#### Page extract
ANI can do what it was designed to do outstandingly well and far better than any human, but only that and nothing else. The path to AGI therefore means bringing AI to a general level of human intelligence, where AI can act as well as a human being in different fields. Conservative estimates assume that in 2050 we'll have developed an AI that is at AGI level. ASI, the "true AI", which can do everything far better than any human being, is the holy grail of AI research and conservative scientists consider an ASI in 2070 to be quite realistic.

Now many people believe that an ASI is a smart-ass AI, which calculates very fast and takes only one second for a task, for which a person needs one day. But it is not really about this kind of quantity, rather about the "quality of intelligence", and that is a completely different matter. What makes us humans more intelligent than monkeys or ants is not the difference in thinking speed, but the structure of our brains and our ability to have complex ideas. If we use an ant's capacity and increase its thinking speed 10,000 times, the ant will NOT be able to understand quantum mechanics, fly to the moon or build a Tesla car. An ASI will be a completely new deal, something that did not exist before and something that is potentially as superior to us as we are to ants. And when we consider the consequence that a super intelligent AI would be able to create improved versions of itself, the effect is no longer predictable and we are finally in the dark about what our future will look like. Scary? Then read the last point and decide for yourself.

#### Extracted records
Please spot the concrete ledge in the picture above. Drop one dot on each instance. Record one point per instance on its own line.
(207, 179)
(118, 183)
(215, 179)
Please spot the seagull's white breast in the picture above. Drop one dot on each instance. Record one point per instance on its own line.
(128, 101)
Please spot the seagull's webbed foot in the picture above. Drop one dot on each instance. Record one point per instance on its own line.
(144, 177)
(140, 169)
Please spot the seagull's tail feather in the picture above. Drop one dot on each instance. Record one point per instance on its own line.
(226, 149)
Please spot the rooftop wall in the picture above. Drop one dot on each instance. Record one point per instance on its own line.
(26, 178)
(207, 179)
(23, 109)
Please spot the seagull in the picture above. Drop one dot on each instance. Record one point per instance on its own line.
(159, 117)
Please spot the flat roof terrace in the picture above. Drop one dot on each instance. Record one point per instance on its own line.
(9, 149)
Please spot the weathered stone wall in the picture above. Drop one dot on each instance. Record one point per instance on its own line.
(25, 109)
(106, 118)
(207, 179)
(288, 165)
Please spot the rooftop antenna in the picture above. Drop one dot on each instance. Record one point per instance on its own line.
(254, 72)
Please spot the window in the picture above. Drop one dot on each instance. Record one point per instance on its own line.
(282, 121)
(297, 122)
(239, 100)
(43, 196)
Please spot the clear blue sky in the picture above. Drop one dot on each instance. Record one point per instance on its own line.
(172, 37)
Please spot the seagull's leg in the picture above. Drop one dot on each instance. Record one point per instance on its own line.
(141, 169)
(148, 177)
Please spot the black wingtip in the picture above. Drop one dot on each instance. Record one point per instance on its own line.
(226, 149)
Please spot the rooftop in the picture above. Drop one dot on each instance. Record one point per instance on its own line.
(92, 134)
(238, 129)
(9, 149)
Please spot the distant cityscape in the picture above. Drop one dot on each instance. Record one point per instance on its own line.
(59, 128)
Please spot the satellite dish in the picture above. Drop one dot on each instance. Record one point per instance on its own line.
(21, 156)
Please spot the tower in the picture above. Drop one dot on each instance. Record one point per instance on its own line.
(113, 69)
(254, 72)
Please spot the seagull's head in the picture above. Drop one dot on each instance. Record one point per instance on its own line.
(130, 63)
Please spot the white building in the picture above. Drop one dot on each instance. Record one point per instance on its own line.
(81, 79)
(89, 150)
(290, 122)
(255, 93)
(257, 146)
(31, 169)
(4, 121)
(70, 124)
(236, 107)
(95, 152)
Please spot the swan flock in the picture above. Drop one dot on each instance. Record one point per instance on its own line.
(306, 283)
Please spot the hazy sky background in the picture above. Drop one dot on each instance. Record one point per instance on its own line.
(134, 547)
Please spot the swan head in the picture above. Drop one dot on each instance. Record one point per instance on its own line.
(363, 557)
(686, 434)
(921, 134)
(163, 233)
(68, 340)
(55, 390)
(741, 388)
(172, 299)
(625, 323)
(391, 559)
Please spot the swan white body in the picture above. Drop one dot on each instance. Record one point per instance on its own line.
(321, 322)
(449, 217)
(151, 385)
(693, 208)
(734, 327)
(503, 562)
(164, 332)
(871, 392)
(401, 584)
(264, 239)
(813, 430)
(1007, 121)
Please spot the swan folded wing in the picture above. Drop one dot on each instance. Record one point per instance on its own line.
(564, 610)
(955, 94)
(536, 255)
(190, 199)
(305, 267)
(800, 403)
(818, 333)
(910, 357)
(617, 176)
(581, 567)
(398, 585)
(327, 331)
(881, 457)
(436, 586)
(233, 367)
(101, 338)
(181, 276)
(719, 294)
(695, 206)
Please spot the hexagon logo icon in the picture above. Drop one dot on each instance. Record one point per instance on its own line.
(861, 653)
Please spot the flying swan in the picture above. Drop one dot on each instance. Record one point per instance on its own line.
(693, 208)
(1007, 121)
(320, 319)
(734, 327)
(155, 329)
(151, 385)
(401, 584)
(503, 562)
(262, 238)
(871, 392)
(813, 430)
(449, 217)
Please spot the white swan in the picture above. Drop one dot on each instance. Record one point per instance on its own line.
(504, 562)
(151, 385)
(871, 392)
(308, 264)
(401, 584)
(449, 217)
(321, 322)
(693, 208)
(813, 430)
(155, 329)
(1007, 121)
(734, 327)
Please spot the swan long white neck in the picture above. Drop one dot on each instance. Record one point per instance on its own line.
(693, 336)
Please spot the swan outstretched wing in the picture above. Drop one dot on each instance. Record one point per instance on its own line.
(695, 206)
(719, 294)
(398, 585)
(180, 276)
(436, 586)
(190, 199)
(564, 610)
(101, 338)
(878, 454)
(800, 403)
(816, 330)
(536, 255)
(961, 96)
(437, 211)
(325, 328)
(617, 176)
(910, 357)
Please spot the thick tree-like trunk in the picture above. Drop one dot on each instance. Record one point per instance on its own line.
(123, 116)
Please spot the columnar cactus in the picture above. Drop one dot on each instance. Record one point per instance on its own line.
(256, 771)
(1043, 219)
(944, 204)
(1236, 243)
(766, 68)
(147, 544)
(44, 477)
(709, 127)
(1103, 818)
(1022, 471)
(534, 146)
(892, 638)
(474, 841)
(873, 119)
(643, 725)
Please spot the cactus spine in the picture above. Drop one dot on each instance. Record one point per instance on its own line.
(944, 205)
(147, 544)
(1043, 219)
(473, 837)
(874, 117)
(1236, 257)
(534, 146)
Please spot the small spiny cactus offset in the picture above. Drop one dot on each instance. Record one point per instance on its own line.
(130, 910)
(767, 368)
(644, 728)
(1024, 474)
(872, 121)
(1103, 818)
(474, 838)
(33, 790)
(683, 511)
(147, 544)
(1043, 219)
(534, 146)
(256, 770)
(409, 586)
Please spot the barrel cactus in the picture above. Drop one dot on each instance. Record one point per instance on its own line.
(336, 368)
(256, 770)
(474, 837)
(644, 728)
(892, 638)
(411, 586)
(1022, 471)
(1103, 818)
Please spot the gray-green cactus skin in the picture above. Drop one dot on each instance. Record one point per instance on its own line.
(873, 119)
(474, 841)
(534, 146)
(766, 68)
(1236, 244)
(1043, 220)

#### Action item
Can you transcribe the passage on artificial intelligence between "ANI can do what" and "be quite realistic.", inclusive?

#### Response
ANI can do what it was designed to do outstandingly well and far better than any human, but only that and nothing else. The path to AGI therefore means bringing AI to a general level of human intelligence, where AI can act as well as a human being in different fields. Conservative estimates assume that in 2050 we'll have developed an AI that is at AGI level. ASI, the "true AI", which can do everything far better than any human being, is the holy grail of AI research and conservative scientists consider an ASI in 2070 to be quite realistic.